(Assigned task 1)
Answer these questions from the beer bar cash flow text.
(a) What price does the bar charge for a bottle of beer?
(b) How many nights a month is the bar open?
(c) How much does the owner pay for rent for the month?

Beer Business Basics: Discounted Cash Flow

DCF…What’s that?

Lets start with the basics, cash flow

Before I offer you a discount on your cash flow, let’s first figure out what cash flow is. To do so, let’s imagine I own a beer bar. Now let’s do a bit of math. It’s a really simple beer bar that has 2 expenses, rent and beer, and one source of revenue, selling beer. I have a fairly successful, but small beer bar that seats 10, but we’re always full. I’m not too fancy so we’re cash only and I pay all my bills out of the cash register We sell our beer for $5/bottle and get it for $2/bottle. Each customer buys 1 bottle of beer, and we’re open 20 nights a month. I have a really good distributor who is somehow able to supply me with beer whenever I need it, and I pay in cash every time I get delivery of a beer, but I have to pay my landlord at the first day of the month. Let’s look at my Cash Flow for the month.

Example 1: Basic Cash Flow

Example 1: Basic Cash Flow

The first day, I pay out $120, and I take in $50. But every day after that, I pay out only $20, I take in that same $50, for a net gain of $30 in the register.

For the whole month, I take in $1000 of sales, I pay out a total of $400 on beer (Cost Of Goods Sold; COGS), and I pay out $100 for rent; net $500. On the left is my Cash Flow Statement for the month.

As a bar owner, I’m making $500 of profit each month and that seems pretty good. But what about the flow of cash? What about days 1, 2, and 3 where I’m in the red? This is where your cash flow is very important. What if your patrons had a tab that they settled at the end of the month?

(Supplied material)
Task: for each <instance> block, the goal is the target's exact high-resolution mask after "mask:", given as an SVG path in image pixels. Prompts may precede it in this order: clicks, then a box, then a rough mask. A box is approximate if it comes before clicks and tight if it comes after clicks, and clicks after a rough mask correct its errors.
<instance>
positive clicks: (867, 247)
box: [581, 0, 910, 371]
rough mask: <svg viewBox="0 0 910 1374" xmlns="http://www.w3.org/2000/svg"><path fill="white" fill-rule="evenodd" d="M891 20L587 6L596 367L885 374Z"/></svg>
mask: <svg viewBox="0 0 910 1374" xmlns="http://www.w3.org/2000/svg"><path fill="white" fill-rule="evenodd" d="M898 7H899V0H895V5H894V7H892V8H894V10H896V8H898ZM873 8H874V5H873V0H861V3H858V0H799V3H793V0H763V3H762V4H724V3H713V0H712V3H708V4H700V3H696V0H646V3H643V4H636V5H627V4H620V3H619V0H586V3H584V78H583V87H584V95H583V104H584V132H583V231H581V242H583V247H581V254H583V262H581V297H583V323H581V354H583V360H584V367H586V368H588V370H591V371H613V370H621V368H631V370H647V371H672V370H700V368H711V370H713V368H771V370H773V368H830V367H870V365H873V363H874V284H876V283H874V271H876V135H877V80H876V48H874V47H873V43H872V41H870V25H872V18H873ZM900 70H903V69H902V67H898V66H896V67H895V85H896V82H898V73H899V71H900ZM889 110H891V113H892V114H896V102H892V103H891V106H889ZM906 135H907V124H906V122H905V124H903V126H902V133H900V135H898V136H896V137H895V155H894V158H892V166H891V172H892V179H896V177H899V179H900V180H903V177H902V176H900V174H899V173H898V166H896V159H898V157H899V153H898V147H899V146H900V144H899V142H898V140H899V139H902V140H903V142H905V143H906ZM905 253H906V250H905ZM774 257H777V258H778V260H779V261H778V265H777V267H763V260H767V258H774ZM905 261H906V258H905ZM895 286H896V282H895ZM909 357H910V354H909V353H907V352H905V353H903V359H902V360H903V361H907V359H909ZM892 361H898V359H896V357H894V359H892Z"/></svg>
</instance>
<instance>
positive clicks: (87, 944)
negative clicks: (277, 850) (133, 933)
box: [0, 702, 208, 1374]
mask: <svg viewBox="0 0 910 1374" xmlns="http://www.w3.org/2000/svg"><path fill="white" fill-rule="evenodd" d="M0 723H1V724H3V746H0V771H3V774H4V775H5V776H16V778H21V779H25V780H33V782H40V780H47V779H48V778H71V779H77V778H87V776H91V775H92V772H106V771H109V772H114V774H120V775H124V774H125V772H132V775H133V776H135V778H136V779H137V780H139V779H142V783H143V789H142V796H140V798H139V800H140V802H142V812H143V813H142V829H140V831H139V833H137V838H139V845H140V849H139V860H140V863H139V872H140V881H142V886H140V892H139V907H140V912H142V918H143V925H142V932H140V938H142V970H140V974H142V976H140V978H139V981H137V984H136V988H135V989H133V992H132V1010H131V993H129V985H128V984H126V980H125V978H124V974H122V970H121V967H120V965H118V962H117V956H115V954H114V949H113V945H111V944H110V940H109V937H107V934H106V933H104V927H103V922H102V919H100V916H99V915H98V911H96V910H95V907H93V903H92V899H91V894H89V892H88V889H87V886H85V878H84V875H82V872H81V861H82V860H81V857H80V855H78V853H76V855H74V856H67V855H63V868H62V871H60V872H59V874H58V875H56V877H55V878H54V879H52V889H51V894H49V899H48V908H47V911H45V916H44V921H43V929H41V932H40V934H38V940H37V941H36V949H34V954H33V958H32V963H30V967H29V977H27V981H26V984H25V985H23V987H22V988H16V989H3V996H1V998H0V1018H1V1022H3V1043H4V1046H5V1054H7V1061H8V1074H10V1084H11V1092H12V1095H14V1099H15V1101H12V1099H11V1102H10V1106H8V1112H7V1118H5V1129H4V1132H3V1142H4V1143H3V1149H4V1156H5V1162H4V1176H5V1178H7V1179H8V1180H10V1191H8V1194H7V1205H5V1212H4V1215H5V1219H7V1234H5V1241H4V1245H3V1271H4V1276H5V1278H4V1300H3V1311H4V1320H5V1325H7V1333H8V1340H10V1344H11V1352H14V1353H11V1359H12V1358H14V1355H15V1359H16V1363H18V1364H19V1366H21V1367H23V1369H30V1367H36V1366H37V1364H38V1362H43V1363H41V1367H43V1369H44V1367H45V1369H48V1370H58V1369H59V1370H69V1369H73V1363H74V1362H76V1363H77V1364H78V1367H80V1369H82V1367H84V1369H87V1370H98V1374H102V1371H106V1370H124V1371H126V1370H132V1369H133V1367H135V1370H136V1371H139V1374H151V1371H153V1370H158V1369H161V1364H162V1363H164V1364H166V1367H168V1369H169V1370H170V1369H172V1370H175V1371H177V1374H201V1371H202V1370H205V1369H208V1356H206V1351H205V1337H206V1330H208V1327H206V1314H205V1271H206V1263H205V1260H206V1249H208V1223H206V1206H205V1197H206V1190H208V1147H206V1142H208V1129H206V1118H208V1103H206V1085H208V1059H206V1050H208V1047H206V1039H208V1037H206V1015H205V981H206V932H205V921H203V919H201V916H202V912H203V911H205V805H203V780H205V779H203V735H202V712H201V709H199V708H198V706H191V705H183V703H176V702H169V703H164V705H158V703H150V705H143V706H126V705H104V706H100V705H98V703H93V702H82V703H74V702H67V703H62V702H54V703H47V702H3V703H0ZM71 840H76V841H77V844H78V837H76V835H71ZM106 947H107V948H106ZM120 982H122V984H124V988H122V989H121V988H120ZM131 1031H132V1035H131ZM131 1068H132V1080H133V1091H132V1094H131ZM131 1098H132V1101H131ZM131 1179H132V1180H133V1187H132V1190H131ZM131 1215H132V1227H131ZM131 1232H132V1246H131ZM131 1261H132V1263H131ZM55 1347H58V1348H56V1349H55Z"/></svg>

(Assigned task 2)
Please report every line of the records above that contains the string "positive".

(Expected answer 1)
(a) $5 per bottle.
(b) 20 nights a month.
(c) $100.

(Expected answer 2)
positive clicks: (867, 247)
positive clicks: (87, 944)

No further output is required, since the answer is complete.